:: Task input

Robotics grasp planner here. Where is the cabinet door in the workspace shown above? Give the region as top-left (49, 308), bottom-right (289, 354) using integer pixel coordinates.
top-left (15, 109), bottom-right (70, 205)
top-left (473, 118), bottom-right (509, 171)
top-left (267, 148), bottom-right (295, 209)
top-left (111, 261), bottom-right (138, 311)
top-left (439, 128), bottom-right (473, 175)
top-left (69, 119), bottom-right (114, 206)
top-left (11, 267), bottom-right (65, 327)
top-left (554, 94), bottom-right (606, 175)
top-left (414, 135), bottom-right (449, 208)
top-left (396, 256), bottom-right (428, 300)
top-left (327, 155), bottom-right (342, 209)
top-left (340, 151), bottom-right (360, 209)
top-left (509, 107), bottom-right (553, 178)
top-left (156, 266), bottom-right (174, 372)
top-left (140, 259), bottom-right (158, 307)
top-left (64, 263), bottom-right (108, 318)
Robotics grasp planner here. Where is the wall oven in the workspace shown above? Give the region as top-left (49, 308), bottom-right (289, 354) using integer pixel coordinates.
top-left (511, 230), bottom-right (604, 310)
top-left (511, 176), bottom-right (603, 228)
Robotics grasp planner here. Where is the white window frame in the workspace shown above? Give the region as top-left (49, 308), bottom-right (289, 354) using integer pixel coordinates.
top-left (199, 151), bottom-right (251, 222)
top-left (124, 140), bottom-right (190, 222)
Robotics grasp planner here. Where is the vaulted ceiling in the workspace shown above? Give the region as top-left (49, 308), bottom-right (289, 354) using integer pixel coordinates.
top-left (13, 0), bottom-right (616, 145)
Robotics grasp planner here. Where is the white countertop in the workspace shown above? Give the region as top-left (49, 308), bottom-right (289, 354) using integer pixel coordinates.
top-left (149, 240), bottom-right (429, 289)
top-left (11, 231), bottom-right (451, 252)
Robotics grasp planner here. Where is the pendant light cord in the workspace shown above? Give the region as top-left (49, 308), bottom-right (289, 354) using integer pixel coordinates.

::::

What to produce. Reproduce verbatim the rows from the line containing "Robotics grasp planner here. Where is the wall" through the end of the rows above, including both the first and the last line.

Correct response.
Robotics grasp planner here. Where is the wall oven in the workspace shown above? Give the region as top-left (49, 308), bottom-right (289, 354) using integer pixel coordinates.
top-left (511, 230), bottom-right (604, 310)
top-left (511, 176), bottom-right (603, 228)
Robotics grasp planner here. Where is the white window frame in the workspace shown above? Give the region as top-left (49, 308), bottom-right (289, 354) using integer pixel coordinates.
top-left (199, 151), bottom-right (251, 222)
top-left (124, 140), bottom-right (190, 222)
Robotics grasp planner here. Where is the vaulted ceiling in the workspace shown above? Give the region as top-left (49, 308), bottom-right (289, 354) using integer pixel coordinates.
top-left (13, 0), bottom-right (616, 145)
Robotics grasp planner here. Where is the white countertop in the workspace shown above? Give the region as top-left (49, 308), bottom-right (289, 354) using integer pixel coordinates.
top-left (149, 240), bottom-right (429, 289)
top-left (11, 231), bottom-right (451, 252)
Robotics grasp planner here. Where is the pendant light cord in the workspace shown above? Give the region as top-left (49, 308), bottom-right (289, 354) using integer pixel coordinates.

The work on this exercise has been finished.